### MATERIAL PROVIDED
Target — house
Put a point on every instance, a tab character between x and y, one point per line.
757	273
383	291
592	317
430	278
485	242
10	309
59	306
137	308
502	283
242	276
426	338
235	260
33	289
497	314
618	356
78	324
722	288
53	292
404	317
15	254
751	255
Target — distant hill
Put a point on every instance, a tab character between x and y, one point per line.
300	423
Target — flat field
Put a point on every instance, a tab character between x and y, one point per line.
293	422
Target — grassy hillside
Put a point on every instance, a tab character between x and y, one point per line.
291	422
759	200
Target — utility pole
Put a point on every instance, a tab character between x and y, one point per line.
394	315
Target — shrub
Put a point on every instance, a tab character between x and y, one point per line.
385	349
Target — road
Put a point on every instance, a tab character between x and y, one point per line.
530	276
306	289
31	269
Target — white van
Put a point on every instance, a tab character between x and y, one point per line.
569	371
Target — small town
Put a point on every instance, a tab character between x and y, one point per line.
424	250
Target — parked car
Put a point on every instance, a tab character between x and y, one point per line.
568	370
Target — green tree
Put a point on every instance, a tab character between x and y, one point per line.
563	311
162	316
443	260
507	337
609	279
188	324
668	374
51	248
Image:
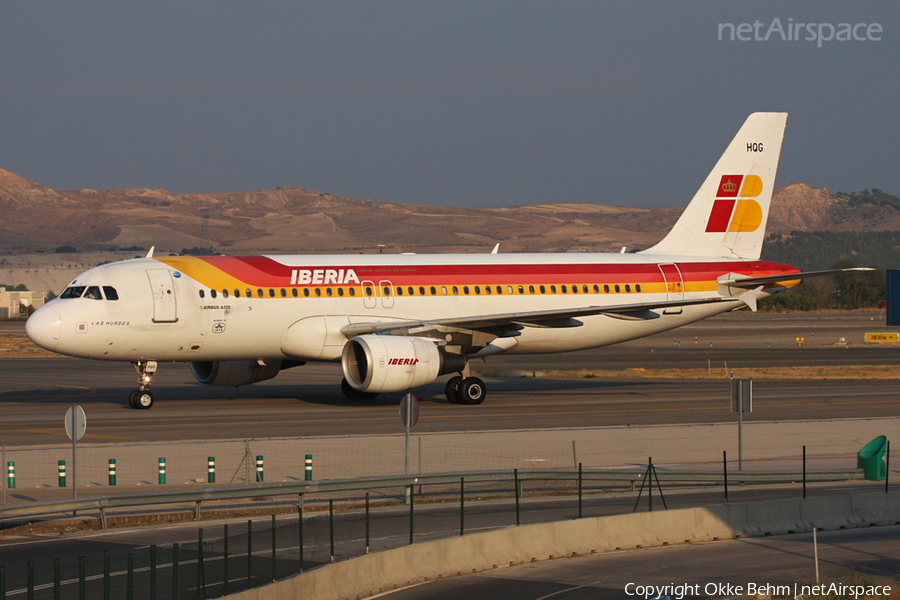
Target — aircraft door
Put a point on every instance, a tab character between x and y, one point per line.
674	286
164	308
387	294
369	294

==

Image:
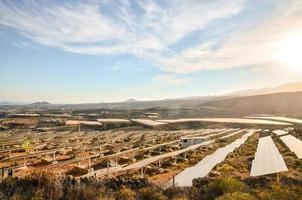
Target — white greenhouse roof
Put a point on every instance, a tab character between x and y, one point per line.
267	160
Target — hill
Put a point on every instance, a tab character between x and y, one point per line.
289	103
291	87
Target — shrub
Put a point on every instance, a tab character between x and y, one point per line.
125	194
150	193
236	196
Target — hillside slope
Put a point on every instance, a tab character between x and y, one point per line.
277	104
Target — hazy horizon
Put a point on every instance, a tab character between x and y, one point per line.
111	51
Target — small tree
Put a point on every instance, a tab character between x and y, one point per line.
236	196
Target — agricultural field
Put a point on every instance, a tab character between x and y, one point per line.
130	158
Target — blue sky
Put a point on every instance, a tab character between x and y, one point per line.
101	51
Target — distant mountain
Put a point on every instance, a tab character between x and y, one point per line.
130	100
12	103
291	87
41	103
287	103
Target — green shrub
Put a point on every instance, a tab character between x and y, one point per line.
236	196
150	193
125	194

### EXERCISE REQUIREMENTS
Please count how many lines in the rows above contain the string "small", treating uppercase and lowercase letters as different, and reply with only that number.

### TASK RESPONSE
2